▸ **Provided records**
--- BEGIN ---

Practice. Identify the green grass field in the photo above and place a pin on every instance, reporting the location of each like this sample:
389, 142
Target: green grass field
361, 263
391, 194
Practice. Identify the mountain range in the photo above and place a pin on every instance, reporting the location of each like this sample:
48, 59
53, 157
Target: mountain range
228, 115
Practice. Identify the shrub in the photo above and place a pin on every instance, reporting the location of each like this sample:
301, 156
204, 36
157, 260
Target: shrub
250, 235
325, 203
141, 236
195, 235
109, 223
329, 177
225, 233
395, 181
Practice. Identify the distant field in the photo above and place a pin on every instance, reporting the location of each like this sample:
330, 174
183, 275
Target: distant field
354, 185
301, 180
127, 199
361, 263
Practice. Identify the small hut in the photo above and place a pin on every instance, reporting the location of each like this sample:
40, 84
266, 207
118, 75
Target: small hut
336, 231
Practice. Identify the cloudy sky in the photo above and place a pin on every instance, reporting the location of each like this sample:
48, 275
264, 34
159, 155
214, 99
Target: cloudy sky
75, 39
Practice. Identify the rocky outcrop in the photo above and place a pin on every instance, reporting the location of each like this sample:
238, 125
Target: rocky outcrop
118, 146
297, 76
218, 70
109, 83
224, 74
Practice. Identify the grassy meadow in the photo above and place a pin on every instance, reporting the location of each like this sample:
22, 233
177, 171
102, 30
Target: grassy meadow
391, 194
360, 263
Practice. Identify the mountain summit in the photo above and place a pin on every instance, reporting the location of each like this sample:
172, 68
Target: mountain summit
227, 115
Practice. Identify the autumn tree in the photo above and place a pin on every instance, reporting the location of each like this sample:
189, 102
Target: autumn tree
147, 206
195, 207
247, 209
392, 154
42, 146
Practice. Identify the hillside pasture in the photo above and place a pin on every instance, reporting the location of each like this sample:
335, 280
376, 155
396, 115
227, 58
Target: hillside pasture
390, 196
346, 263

--- END ---

▸ **Prompt**
Rewrite the stretch from the line containing "Practice. Identify the grassy" through the last of the lines, keeping the requests and their sample figures unchanged but multiplying every answer coordinate by 2.05 and rounding to a whole number, with halves rounded up. Present only that stretch.

▸ **Output of the exercise**
Practice. Identify the grassy meadow in the photo above and place a pin on every instance, reporting the location of each like this sample:
22, 233
177, 171
102, 30
Target: grassy meadow
802, 398
738, 539
Practice. Identify the mountain summit in the photo above and place a pin on every instance, reporting the location of each like this sample:
172, 68
Target: mountain summit
465, 236
Practice. Identify the autumn tree in the photo above and place a pin on every instance, reporting the location of each like this sample:
189, 102
Target: autumn tree
301, 422
400, 424
506, 428
804, 316
86, 299
Practice. Identify the hillside pasture in the photo above and place a pin on every instance, reporting the location of each like this sample:
335, 280
376, 155
396, 115
227, 58
Target: hillside pasture
800, 402
709, 539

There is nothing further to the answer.